___ DATA FOR THIS TASK

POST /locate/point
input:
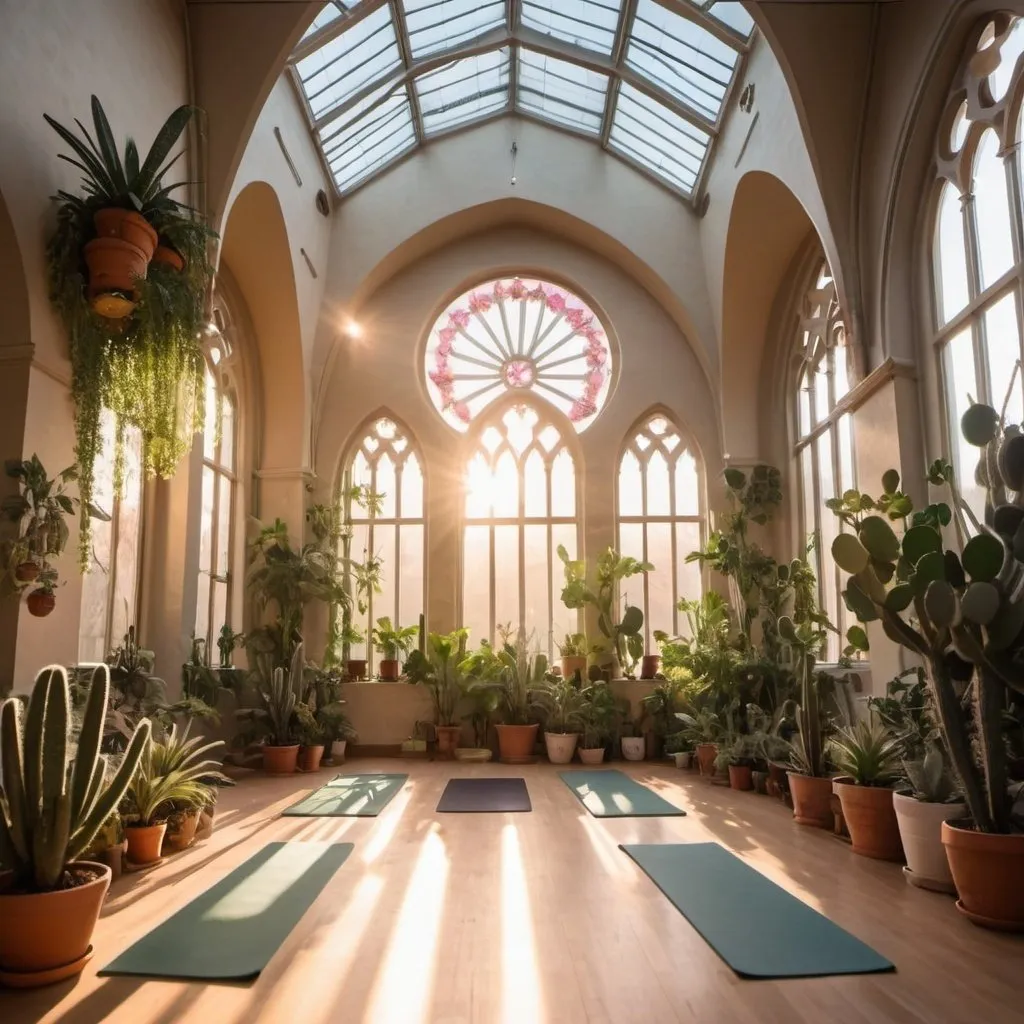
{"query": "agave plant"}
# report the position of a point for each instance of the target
(54, 799)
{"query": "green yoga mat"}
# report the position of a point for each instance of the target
(349, 797)
(231, 931)
(759, 929)
(610, 794)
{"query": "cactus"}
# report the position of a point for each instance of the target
(53, 802)
(968, 607)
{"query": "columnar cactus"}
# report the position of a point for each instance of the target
(52, 801)
(962, 612)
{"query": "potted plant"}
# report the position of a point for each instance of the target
(50, 899)
(929, 794)
(392, 643)
(573, 650)
(624, 640)
(439, 670)
(515, 674)
(274, 721)
(134, 323)
(867, 758)
(563, 705)
(702, 729)
(967, 611)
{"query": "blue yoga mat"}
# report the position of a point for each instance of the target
(759, 929)
(231, 931)
(610, 794)
(360, 796)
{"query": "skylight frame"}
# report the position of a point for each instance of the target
(516, 37)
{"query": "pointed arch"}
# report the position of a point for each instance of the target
(660, 500)
(520, 501)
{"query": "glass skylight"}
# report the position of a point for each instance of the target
(439, 25)
(590, 24)
(561, 91)
(464, 90)
(380, 77)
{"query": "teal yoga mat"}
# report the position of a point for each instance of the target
(759, 929)
(611, 794)
(349, 797)
(231, 931)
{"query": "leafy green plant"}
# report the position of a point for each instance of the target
(440, 670)
(868, 753)
(146, 368)
(625, 637)
(54, 798)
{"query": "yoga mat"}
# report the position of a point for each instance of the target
(610, 794)
(759, 929)
(469, 796)
(349, 797)
(230, 932)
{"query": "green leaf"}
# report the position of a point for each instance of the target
(983, 557)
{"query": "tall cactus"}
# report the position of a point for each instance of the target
(52, 805)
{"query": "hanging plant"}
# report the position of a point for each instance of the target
(129, 274)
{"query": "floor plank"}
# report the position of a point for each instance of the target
(537, 918)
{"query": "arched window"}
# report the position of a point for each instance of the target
(385, 463)
(660, 516)
(978, 256)
(213, 601)
(519, 505)
(110, 587)
(824, 439)
(518, 335)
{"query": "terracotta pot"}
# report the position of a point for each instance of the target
(144, 843)
(740, 777)
(310, 757)
(45, 937)
(516, 742)
(572, 665)
(448, 739)
(706, 758)
(560, 747)
(41, 603)
(811, 800)
(649, 666)
(180, 834)
(987, 871)
(921, 829)
(868, 813)
(634, 748)
(168, 257)
(280, 760)
(27, 571)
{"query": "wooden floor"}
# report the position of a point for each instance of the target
(537, 918)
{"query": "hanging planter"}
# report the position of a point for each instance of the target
(129, 275)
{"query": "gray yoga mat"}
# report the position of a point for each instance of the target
(759, 929)
(360, 796)
(230, 932)
(610, 794)
(469, 796)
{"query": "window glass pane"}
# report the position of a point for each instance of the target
(440, 25)
(560, 91)
(590, 24)
(464, 90)
(951, 260)
(991, 208)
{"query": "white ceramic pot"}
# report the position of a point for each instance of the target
(921, 832)
(561, 747)
(634, 748)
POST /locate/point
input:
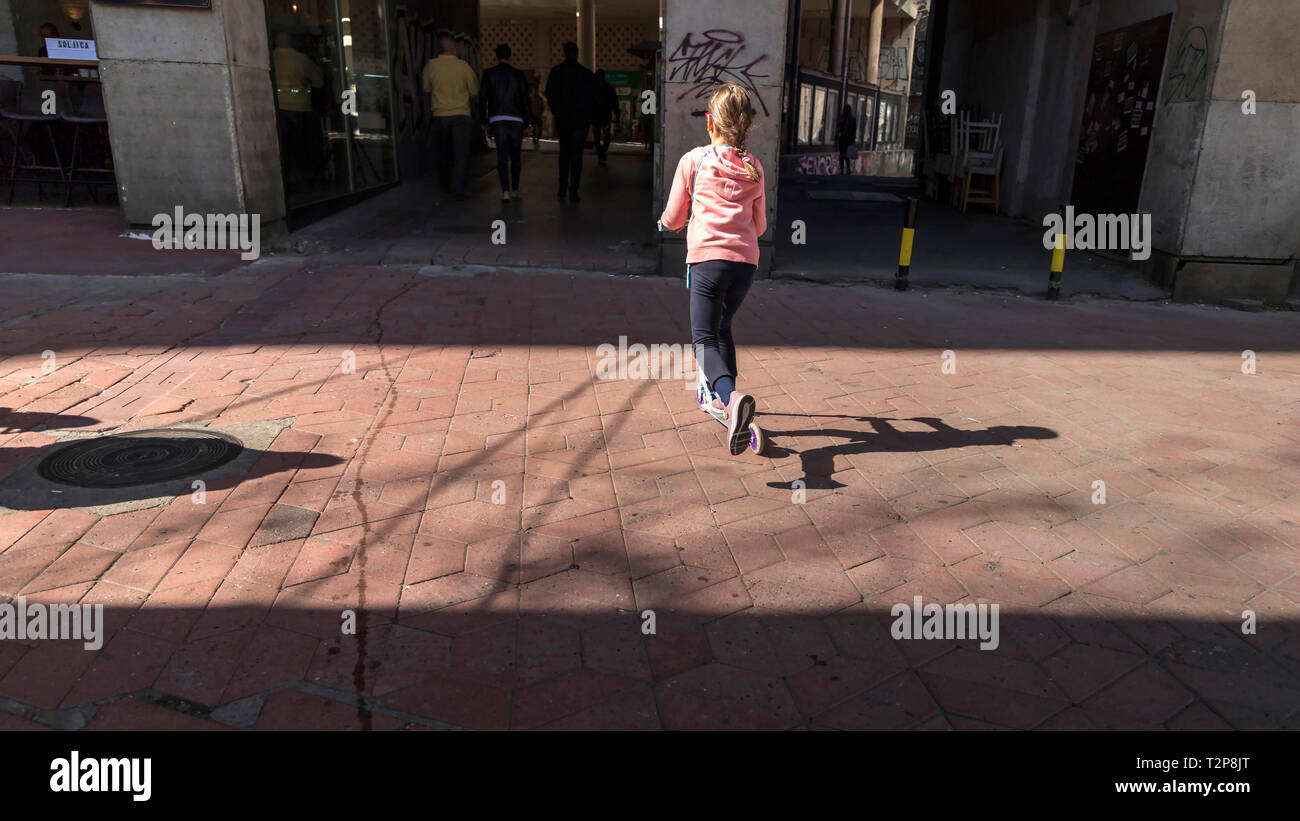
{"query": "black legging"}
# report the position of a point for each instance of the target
(716, 290)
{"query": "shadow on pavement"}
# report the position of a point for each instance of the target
(818, 464)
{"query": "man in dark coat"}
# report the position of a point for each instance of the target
(571, 92)
(505, 112)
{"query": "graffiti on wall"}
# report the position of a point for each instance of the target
(1190, 66)
(819, 165)
(870, 163)
(918, 52)
(714, 57)
(893, 64)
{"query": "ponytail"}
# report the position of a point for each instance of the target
(733, 118)
(754, 176)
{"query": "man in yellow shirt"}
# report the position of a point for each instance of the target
(451, 86)
(300, 139)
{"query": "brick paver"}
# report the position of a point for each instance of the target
(449, 467)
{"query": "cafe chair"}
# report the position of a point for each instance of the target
(24, 108)
(86, 112)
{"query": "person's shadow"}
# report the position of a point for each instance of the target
(819, 463)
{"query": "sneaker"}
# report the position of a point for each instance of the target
(740, 413)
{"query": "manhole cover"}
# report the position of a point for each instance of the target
(139, 457)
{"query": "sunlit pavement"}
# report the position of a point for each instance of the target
(501, 521)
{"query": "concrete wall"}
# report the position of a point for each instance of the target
(191, 111)
(1222, 186)
(692, 66)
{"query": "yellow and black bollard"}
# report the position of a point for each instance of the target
(909, 226)
(1057, 261)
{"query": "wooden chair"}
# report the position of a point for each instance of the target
(983, 157)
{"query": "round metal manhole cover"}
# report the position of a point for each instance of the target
(139, 457)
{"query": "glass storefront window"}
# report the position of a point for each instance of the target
(330, 69)
(805, 134)
(367, 68)
(832, 114)
(818, 117)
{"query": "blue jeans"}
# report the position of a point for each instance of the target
(451, 143)
(510, 138)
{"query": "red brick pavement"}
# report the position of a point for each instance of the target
(499, 518)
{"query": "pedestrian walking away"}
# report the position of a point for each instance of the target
(536, 108)
(451, 86)
(846, 138)
(718, 196)
(606, 113)
(571, 92)
(505, 108)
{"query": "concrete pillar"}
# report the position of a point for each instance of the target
(190, 108)
(839, 34)
(755, 38)
(1222, 185)
(586, 33)
(878, 21)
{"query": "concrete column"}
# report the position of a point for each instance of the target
(839, 34)
(586, 33)
(878, 21)
(190, 108)
(1222, 183)
(755, 38)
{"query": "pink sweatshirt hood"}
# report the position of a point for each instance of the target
(729, 211)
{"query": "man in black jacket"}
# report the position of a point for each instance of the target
(606, 111)
(571, 92)
(505, 109)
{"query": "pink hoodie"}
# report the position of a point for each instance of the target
(729, 212)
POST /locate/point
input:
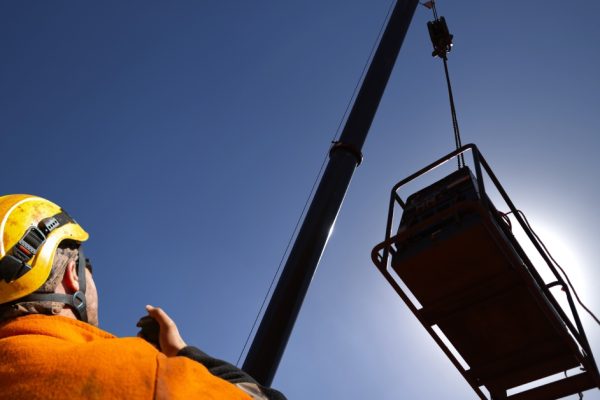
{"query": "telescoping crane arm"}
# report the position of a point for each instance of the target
(277, 324)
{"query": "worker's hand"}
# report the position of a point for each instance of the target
(169, 338)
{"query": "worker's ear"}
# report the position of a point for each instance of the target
(71, 279)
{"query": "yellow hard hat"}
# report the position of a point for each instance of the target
(31, 228)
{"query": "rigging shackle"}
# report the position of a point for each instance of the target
(440, 37)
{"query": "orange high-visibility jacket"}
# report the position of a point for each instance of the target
(53, 357)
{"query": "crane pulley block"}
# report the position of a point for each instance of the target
(440, 37)
(456, 263)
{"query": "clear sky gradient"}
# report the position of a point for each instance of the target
(185, 137)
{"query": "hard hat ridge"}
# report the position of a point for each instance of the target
(31, 229)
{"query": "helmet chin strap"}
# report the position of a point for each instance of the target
(76, 300)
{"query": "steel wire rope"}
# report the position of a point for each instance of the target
(565, 275)
(444, 57)
(319, 174)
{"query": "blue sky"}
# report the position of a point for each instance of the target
(185, 137)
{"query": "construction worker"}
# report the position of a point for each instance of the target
(50, 345)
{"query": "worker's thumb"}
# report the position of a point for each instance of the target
(169, 338)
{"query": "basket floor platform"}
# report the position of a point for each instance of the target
(461, 271)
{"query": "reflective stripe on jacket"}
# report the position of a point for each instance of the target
(53, 357)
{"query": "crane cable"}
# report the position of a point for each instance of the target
(442, 45)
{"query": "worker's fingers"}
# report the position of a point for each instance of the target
(160, 316)
(169, 338)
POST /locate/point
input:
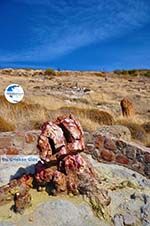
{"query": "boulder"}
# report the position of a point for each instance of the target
(115, 131)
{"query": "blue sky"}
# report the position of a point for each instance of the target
(75, 34)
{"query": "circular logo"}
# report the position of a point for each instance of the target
(14, 93)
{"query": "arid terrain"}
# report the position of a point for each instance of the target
(89, 94)
(94, 98)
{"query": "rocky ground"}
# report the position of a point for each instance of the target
(130, 203)
(129, 190)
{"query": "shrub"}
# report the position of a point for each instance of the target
(137, 131)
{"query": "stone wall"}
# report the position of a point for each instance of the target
(111, 150)
(104, 149)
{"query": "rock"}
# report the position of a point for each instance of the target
(145, 216)
(127, 107)
(118, 220)
(115, 131)
(62, 213)
(5, 223)
(147, 169)
(147, 157)
(129, 220)
(109, 144)
(122, 159)
(107, 155)
(12, 151)
(30, 138)
(99, 141)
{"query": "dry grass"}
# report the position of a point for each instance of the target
(23, 114)
(94, 115)
(6, 126)
(138, 133)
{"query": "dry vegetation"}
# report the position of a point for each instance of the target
(48, 95)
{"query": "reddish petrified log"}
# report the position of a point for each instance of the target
(61, 169)
(127, 107)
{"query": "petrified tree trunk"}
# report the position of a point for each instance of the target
(127, 107)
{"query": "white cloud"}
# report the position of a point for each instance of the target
(57, 31)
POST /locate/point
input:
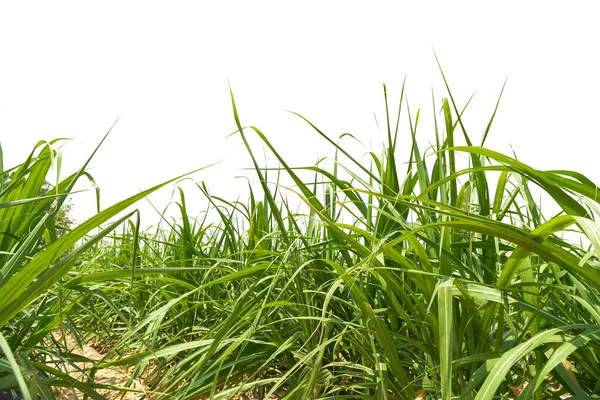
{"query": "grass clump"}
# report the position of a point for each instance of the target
(442, 280)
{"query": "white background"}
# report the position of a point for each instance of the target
(70, 69)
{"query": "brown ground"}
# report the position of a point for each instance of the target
(117, 376)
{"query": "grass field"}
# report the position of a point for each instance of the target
(441, 279)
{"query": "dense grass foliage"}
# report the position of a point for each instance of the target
(438, 280)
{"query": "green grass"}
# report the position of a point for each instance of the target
(445, 277)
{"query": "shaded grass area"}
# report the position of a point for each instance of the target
(443, 280)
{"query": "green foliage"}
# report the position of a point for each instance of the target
(445, 279)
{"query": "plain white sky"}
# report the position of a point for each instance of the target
(69, 69)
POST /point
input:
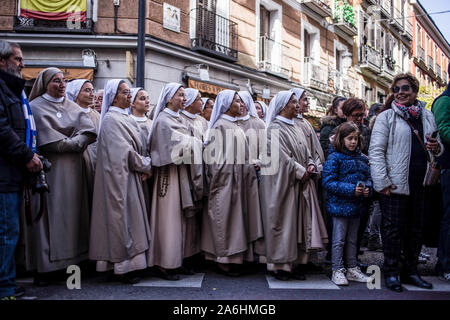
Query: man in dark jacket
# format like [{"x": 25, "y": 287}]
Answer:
[
  {"x": 441, "y": 111},
  {"x": 16, "y": 158}
]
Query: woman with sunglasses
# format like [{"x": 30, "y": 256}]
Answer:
[{"x": 398, "y": 166}]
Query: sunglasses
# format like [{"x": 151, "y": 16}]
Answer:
[{"x": 397, "y": 89}]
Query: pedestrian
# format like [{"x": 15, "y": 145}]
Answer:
[
  {"x": 98, "y": 100},
  {"x": 81, "y": 92},
  {"x": 207, "y": 107},
  {"x": 333, "y": 118},
  {"x": 232, "y": 222},
  {"x": 293, "y": 224},
  {"x": 441, "y": 111},
  {"x": 120, "y": 231},
  {"x": 346, "y": 179},
  {"x": 61, "y": 237},
  {"x": 18, "y": 158},
  {"x": 398, "y": 168},
  {"x": 172, "y": 149},
  {"x": 261, "y": 108}
]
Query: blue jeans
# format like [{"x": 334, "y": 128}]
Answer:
[
  {"x": 9, "y": 235},
  {"x": 444, "y": 238}
]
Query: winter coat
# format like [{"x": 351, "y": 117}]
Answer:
[
  {"x": 390, "y": 148},
  {"x": 341, "y": 173},
  {"x": 327, "y": 126},
  {"x": 14, "y": 153}
]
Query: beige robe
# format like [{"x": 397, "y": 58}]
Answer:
[
  {"x": 253, "y": 128},
  {"x": 312, "y": 142},
  {"x": 90, "y": 155},
  {"x": 174, "y": 231},
  {"x": 232, "y": 220},
  {"x": 61, "y": 237},
  {"x": 120, "y": 231},
  {"x": 293, "y": 224}
]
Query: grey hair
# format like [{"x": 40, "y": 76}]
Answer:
[{"x": 6, "y": 48}]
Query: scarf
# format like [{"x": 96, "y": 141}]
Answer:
[
  {"x": 411, "y": 111},
  {"x": 31, "y": 126}
]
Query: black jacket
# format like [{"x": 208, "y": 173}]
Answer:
[{"x": 14, "y": 153}]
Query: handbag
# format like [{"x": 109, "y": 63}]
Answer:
[{"x": 434, "y": 171}]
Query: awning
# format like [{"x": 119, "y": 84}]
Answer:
[{"x": 29, "y": 73}]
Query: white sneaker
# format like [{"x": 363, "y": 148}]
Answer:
[
  {"x": 339, "y": 278},
  {"x": 355, "y": 274}
]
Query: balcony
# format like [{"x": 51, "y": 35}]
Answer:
[
  {"x": 271, "y": 57},
  {"x": 386, "y": 8},
  {"x": 321, "y": 7},
  {"x": 343, "y": 85},
  {"x": 430, "y": 64},
  {"x": 214, "y": 35},
  {"x": 314, "y": 75},
  {"x": 344, "y": 18},
  {"x": 421, "y": 54},
  {"x": 371, "y": 60},
  {"x": 397, "y": 19},
  {"x": 60, "y": 22},
  {"x": 407, "y": 30},
  {"x": 388, "y": 69}
]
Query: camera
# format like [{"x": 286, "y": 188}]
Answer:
[{"x": 39, "y": 181}]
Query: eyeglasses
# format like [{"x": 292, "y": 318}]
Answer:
[
  {"x": 405, "y": 88},
  {"x": 357, "y": 116}
]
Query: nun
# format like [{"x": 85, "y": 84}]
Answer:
[
  {"x": 173, "y": 150},
  {"x": 312, "y": 140},
  {"x": 293, "y": 225},
  {"x": 140, "y": 105},
  {"x": 81, "y": 92},
  {"x": 207, "y": 108},
  {"x": 261, "y": 108},
  {"x": 61, "y": 236},
  {"x": 232, "y": 221},
  {"x": 120, "y": 231}
]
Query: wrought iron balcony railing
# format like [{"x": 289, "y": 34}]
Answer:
[
  {"x": 214, "y": 35},
  {"x": 314, "y": 75},
  {"x": 321, "y": 7},
  {"x": 370, "y": 59},
  {"x": 421, "y": 53},
  {"x": 271, "y": 57}
]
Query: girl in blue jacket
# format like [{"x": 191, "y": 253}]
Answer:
[{"x": 346, "y": 180}]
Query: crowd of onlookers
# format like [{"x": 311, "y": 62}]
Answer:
[{"x": 90, "y": 174}]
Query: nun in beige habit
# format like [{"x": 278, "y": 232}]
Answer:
[
  {"x": 312, "y": 140},
  {"x": 81, "y": 91},
  {"x": 173, "y": 215},
  {"x": 61, "y": 237},
  {"x": 120, "y": 231},
  {"x": 232, "y": 220},
  {"x": 293, "y": 224},
  {"x": 252, "y": 125}
]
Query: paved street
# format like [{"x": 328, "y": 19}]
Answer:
[{"x": 209, "y": 285}]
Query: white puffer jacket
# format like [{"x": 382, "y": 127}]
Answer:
[{"x": 390, "y": 148}]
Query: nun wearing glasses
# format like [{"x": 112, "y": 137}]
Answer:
[{"x": 120, "y": 231}]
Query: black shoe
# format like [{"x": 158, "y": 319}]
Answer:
[
  {"x": 393, "y": 283},
  {"x": 166, "y": 274},
  {"x": 186, "y": 271},
  {"x": 417, "y": 281},
  {"x": 282, "y": 275},
  {"x": 19, "y": 291},
  {"x": 42, "y": 280}
]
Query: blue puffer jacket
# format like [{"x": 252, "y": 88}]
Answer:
[{"x": 341, "y": 172}]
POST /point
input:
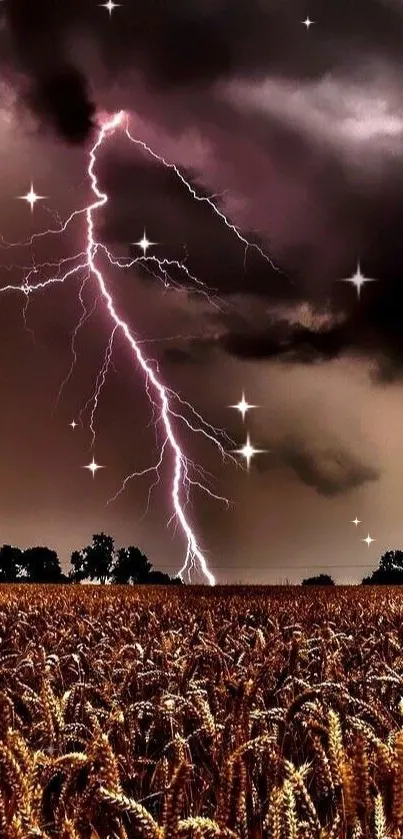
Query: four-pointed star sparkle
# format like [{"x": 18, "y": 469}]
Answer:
[
  {"x": 144, "y": 243},
  {"x": 358, "y": 279},
  {"x": 243, "y": 406},
  {"x": 110, "y": 6},
  {"x": 31, "y": 197},
  {"x": 93, "y": 467},
  {"x": 247, "y": 451}
]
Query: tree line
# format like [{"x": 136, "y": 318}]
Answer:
[
  {"x": 99, "y": 562},
  {"x": 388, "y": 573}
]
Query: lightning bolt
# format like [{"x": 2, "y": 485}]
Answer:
[{"x": 162, "y": 398}]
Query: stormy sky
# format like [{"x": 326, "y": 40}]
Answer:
[{"x": 297, "y": 134}]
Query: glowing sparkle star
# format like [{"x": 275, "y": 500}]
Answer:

______

Go through the entries and filter for lines holding the word "sparkle"; copy each match.

__ANSWER SPACE__:
Query: four-pointed star sparkle
Query: glowing sparkle star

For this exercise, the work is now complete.